## RECORDS FOR THIS EXERCISE
══════════

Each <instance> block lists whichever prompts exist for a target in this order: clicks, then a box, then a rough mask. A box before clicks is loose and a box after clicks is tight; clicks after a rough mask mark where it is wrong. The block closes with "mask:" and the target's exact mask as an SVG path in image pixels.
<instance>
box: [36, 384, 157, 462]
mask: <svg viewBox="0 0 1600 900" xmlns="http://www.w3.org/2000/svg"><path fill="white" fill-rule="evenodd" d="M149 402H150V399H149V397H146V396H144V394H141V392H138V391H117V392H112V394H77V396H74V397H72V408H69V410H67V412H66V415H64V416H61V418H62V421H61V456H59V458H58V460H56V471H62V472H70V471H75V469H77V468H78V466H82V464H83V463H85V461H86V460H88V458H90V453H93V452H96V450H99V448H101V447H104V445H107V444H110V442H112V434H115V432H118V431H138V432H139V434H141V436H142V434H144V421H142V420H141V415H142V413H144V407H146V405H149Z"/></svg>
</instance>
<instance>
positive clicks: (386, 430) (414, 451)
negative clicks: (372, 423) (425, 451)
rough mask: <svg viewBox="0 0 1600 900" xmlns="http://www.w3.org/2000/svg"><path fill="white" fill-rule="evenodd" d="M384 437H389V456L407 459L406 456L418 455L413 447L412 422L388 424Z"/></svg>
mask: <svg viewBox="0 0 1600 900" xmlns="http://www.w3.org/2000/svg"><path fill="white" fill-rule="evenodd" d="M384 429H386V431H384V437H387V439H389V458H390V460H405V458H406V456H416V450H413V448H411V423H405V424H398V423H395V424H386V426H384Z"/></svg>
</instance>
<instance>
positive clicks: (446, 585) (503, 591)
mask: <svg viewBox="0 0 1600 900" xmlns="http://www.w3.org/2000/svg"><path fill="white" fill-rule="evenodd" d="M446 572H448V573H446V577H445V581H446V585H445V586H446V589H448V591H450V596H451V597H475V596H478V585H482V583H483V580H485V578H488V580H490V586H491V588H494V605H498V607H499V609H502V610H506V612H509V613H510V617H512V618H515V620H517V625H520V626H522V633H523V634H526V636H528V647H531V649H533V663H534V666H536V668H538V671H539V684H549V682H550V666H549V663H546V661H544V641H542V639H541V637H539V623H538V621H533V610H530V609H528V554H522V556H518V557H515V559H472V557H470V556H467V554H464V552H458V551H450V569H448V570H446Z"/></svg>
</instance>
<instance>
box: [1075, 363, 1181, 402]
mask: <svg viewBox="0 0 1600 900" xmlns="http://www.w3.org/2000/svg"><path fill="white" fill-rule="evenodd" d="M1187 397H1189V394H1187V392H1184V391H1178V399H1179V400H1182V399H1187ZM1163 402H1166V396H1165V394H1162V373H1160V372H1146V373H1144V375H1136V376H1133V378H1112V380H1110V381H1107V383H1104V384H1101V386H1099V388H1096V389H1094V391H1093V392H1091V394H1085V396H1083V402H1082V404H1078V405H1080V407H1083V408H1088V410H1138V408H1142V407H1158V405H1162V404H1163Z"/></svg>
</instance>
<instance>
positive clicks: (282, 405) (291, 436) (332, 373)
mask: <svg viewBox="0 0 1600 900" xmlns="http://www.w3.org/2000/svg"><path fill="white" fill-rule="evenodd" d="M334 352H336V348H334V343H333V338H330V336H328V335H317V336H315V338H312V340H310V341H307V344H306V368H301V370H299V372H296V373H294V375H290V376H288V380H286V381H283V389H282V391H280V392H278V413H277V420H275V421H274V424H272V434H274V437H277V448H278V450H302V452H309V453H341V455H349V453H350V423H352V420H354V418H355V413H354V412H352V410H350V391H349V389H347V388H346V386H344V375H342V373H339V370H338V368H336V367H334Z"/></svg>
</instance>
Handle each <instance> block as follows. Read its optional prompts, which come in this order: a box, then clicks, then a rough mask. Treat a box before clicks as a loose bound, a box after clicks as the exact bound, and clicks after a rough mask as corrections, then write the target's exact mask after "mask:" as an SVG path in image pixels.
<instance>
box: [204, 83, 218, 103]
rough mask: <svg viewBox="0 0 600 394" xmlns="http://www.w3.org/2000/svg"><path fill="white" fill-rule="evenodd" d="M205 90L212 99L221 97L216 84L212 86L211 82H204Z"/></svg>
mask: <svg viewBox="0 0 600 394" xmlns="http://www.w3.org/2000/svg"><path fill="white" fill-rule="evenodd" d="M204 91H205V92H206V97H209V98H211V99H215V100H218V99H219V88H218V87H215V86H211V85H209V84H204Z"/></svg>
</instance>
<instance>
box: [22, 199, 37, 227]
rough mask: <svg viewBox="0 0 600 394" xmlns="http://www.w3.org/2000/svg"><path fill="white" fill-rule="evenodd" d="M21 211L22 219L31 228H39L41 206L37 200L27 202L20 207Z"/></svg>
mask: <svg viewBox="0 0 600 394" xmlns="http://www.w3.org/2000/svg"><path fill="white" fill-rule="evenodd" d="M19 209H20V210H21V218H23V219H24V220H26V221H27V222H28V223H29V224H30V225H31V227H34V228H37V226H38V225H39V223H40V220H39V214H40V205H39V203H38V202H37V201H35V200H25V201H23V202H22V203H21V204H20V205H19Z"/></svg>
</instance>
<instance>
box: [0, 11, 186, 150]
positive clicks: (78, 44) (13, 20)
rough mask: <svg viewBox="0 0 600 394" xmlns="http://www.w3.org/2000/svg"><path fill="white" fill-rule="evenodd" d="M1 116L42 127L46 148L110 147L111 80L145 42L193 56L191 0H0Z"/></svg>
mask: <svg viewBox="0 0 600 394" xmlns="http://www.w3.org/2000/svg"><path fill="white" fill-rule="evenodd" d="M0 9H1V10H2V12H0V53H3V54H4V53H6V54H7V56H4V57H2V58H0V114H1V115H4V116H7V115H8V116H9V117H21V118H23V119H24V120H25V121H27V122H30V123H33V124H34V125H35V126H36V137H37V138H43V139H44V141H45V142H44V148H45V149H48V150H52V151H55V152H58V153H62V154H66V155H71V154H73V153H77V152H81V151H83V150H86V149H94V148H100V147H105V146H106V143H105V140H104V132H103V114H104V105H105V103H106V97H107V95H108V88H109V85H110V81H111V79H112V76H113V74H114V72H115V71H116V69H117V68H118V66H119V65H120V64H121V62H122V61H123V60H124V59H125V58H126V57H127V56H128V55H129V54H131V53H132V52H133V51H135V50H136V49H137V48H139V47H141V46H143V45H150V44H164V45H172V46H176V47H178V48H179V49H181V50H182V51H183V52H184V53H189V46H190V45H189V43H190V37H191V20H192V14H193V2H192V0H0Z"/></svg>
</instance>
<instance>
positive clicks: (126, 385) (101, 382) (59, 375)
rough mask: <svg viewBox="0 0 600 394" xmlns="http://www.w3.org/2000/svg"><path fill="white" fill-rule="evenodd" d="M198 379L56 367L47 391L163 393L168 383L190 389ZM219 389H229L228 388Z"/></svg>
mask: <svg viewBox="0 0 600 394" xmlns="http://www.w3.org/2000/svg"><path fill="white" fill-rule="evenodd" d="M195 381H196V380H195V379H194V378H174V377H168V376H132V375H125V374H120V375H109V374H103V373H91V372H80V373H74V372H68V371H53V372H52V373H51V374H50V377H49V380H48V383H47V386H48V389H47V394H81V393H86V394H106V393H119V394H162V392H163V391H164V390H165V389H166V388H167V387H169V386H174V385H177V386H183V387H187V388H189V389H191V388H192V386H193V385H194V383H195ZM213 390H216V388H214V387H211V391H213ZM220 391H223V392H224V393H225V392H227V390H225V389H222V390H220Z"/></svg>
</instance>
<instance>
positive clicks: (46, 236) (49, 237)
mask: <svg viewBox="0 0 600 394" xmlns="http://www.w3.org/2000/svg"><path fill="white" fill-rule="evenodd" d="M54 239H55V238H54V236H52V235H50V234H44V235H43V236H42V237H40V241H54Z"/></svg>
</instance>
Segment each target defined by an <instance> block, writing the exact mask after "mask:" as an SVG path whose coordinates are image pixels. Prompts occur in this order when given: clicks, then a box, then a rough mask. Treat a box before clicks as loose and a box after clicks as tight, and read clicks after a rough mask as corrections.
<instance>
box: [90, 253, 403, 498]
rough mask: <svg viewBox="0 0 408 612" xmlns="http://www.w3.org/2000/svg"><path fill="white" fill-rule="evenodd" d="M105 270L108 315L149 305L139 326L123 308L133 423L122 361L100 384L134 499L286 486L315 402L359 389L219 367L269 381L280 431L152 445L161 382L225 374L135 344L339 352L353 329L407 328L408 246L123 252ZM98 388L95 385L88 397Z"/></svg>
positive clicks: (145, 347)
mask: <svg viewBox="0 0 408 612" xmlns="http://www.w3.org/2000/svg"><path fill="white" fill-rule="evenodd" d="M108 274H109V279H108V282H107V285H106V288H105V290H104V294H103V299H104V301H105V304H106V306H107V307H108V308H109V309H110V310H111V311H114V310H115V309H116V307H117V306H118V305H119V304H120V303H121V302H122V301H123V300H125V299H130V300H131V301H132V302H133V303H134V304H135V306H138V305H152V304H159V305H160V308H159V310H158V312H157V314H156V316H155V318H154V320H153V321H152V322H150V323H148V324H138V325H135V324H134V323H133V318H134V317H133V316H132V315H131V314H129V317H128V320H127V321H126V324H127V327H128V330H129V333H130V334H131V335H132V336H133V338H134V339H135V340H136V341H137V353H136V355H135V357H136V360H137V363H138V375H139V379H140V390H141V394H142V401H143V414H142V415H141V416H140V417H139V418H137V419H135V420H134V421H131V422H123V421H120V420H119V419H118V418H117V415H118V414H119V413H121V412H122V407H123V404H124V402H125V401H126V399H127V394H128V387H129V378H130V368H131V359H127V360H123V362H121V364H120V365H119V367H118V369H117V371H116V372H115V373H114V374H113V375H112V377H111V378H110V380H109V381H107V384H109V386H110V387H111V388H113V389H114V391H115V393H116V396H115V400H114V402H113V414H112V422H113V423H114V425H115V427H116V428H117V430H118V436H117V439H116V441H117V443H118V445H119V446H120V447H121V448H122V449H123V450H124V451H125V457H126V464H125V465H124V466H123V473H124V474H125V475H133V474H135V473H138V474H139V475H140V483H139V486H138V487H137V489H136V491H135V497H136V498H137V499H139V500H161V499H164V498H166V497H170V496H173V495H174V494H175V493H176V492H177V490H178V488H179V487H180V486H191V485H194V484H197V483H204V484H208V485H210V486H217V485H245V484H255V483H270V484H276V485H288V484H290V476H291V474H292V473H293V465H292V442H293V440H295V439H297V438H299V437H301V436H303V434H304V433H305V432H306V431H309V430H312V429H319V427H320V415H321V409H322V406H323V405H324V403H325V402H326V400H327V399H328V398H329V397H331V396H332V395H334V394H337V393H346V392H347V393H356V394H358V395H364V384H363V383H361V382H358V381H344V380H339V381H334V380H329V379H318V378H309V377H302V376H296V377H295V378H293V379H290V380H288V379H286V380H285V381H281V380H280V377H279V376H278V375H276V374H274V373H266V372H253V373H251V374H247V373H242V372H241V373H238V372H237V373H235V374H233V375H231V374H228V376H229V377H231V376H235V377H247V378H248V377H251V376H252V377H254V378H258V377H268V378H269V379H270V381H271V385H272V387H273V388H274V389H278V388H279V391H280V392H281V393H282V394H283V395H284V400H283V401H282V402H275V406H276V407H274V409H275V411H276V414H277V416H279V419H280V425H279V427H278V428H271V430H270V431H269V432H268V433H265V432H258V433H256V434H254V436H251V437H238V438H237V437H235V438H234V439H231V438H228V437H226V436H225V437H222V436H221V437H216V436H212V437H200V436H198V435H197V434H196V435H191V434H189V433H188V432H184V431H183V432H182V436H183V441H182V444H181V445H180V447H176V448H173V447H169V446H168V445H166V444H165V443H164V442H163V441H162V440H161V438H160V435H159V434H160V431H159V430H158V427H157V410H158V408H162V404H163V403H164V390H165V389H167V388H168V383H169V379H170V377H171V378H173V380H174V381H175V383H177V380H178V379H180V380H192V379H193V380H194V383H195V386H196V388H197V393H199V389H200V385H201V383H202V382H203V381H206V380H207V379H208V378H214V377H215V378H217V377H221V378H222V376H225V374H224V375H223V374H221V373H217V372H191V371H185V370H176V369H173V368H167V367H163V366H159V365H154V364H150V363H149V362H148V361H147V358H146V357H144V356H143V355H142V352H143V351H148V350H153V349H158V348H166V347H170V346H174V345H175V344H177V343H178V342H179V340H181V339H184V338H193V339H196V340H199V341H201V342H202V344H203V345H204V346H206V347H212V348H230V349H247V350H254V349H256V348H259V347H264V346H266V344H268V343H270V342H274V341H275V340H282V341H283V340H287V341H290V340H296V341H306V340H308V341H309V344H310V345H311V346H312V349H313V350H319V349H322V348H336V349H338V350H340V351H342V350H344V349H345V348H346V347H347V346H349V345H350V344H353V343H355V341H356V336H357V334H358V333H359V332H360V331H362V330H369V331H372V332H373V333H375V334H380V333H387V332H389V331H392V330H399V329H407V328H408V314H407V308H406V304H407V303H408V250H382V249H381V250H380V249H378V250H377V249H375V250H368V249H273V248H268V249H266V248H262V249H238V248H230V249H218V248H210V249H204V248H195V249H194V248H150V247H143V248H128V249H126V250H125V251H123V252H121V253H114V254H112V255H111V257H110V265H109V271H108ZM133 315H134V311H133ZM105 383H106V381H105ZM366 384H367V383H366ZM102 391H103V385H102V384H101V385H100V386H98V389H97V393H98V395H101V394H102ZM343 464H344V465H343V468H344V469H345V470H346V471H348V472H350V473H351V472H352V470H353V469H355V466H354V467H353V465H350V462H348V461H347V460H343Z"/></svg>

══════════

Examine the records and pull out every line where the string "corrections" occurs.

Handle each <instance> block as follows. Read its optional prompts, which come in this order: a box, then clicks, then a rough mask. Treat a box before clicks as a loose bound, a box after clicks as the exact bound, and clicks after a rough mask as corrections, then write the target's exact mask after "mask:" as an SVG path in image pixels.
Segment each target defined by an <instance> block, writing the exact mask after "mask:" as an SVG path whose coordinates are image pixels. Prompts occur in this order when given: clicks, then a box, then a rough mask. Treat a box before clicks as loose and a box after clicks as tight, and read clicks after a rough mask as corrections.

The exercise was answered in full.